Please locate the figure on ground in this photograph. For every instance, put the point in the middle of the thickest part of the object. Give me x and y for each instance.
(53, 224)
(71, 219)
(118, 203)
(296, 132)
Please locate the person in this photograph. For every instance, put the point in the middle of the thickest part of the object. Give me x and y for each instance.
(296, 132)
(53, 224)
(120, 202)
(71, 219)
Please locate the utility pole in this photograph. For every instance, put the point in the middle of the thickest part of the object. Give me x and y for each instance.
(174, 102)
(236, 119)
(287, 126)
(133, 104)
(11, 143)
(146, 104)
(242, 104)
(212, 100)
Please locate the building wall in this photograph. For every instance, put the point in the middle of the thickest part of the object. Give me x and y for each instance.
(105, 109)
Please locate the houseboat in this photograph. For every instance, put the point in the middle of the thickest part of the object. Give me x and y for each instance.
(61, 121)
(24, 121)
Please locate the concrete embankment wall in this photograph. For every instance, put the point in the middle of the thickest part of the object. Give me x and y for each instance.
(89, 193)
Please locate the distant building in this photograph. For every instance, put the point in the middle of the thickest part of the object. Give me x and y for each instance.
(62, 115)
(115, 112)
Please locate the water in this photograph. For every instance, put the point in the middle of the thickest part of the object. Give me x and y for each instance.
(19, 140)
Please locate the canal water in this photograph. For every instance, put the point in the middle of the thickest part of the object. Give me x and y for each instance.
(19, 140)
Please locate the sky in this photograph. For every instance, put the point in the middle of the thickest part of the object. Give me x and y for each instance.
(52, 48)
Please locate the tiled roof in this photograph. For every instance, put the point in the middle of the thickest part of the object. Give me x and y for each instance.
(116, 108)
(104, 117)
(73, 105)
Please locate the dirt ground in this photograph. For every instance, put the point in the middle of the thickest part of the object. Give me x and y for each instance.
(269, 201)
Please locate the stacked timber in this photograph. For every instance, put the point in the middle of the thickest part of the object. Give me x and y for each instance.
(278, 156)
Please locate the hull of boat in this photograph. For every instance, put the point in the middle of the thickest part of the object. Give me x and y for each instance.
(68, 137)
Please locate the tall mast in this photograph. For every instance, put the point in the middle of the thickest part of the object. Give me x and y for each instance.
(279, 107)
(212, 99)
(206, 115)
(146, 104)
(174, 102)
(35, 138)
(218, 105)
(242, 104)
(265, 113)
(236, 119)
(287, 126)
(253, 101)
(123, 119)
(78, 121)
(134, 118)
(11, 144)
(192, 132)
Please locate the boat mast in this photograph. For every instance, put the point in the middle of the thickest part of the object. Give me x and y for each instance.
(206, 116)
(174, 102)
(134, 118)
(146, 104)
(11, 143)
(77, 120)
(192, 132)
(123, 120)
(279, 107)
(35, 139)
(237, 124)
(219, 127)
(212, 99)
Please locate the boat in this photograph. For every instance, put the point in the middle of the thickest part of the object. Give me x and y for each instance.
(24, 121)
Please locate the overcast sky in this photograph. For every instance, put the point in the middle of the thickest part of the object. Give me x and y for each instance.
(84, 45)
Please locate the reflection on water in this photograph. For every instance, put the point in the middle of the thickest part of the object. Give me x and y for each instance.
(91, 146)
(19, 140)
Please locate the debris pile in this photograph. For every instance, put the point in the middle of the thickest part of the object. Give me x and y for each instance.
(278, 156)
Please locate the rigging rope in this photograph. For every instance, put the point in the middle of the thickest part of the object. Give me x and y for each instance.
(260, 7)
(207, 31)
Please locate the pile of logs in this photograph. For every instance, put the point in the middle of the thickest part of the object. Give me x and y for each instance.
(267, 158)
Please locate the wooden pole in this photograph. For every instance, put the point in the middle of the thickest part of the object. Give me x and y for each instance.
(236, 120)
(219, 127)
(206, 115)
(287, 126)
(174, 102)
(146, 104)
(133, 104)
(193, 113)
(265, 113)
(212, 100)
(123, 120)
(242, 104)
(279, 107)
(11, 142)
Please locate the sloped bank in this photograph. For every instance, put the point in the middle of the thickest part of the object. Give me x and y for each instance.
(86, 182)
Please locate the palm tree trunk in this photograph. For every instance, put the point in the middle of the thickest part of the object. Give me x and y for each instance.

- _What is asked_:
Copy every one of the items above word for word, keeping each line as it is.

- _Output for this task_:
Please locate the figure on ground in this photograph. For every instance, put the point in the middle of the thickest part of the object. Give me x and y for each instance.
(53, 224)
(71, 219)
(118, 203)
(296, 132)
Please locate the person in this photograph. For every instance, put the point in the middle of the thickest part of the object. Give me x and y for each instance.
(296, 132)
(53, 224)
(120, 202)
(71, 219)
Please locate the utility pole in this photograph. For every instance, put the point in the middle of the thickest part of the object. Give me x and y for each instance.
(174, 102)
(236, 119)
(287, 126)
(133, 104)
(11, 143)
(146, 104)
(242, 104)
(212, 100)
Please locate the building wall in this photograph. For every instance, put the point in the middle of the thickest part of the object. Give me x and y for each instance.
(105, 109)
Please locate the houseboat in this photograph. For every instance, put the point in the middle of the thickest part of the object. Give me x and y for each instance.
(61, 121)
(24, 121)
Please locate the concrete embankment wall in this photograph. For every instance, put the point in the middle of the thickest part of the object. Give me x and y for each instance.
(89, 193)
Please locate the distant building in this photograph. For every instance, put the point in the middle of the thickest part of the object. Give me x and y for each instance.
(62, 115)
(115, 112)
Please locate the water in this photograph. For every instance, put the point in the middle of the thickest part of the object. Give me x and y for each instance.
(19, 140)
Please locate the canal water in this photograph. For every instance, put the point in the middle of the thickest part of the object. Give me x and y for each instance.
(19, 140)
Please locate the sky in this photograph. For every instance, put the point in the middle of the thickest part of the object. Give me x and y for each instance.
(52, 48)
Please locate the tiled roof in this photograph. For every instance, put the point in the middle of the thickest part of the object. Give me x and y for each instance.
(116, 108)
(104, 117)
(73, 105)
Please locate the dirt ground in this photograph. For every instance, put the point in the middle of the thickest part of the object. Give me x and y for each instance.
(269, 201)
Please locate the stacked timber in this photograph. For every instance, put the point in the middle of the thickest part of the object. Give me x and y for each instance.
(278, 156)
Please locate the hull of boat in this photograph. For every instance, put the point in the middle of the thickest part of the object. Give me x and y for each instance.
(68, 137)
Please locate the tall mast in this photograph. For every instance, put the point in the middle of the thickest part of the object. Give me x and y for each instance.
(279, 107)
(212, 99)
(206, 115)
(146, 104)
(174, 102)
(35, 138)
(218, 105)
(242, 104)
(265, 113)
(236, 119)
(287, 126)
(253, 101)
(123, 119)
(78, 121)
(134, 118)
(11, 144)
(192, 132)
Please locate the boat mast in this photograph. For every instance, put the point in the middle of the thickest part of the object. Give me x and y for each instance.
(206, 116)
(174, 102)
(134, 118)
(146, 104)
(11, 143)
(77, 120)
(192, 132)
(123, 120)
(279, 107)
(35, 139)
(237, 124)
(219, 127)
(212, 99)
Please locate the boat in this photograph. For every instance, put the point in the middle of the thickest part of the object. Give me x and y for each instance.
(24, 121)
Please locate the overcast sky in this photograph. For every instance, put the point in the middle of the thickest part of the object. Give me x and y for each instance.
(84, 45)
Please locate the reflection on water in this photograph. For every instance, put the point in the middle of the thickest part of the object. Give me x and y for each instance.
(91, 146)
(19, 140)
Please locate the debris pile in this photograph. For every instance, put the point in the middle of the thickest part of the object. Give me x and y for each instance.
(278, 156)
Please locate the rigging rope in this photograph. For every instance, put the point in the middle of the thickest part of the object. Give me x and y for each instance.
(260, 7)
(207, 31)
Please locate the pile of logs in this photograph. For every instance, put the point in the middle of the thickest part of the object. Give me x and y for each instance.
(267, 158)
Please locate the wooden pole in this photograph. For every instance, put the point in the middle of the thickest part of the object. Give me x and y for each instance.
(236, 120)
(219, 127)
(206, 115)
(287, 126)
(174, 102)
(146, 104)
(133, 104)
(193, 113)
(265, 113)
(212, 100)
(123, 120)
(242, 104)
(279, 107)
(11, 142)
Please locate the sloped bank in this photograph. For every instance, put the point in the middle of the thickest part of the object. Give me x and y for each instance.
(86, 182)
Please locate the palm tree trunk in this photograph. For every instance, put the point in the middle of the thickest part of the object. Give me x and y for each instance.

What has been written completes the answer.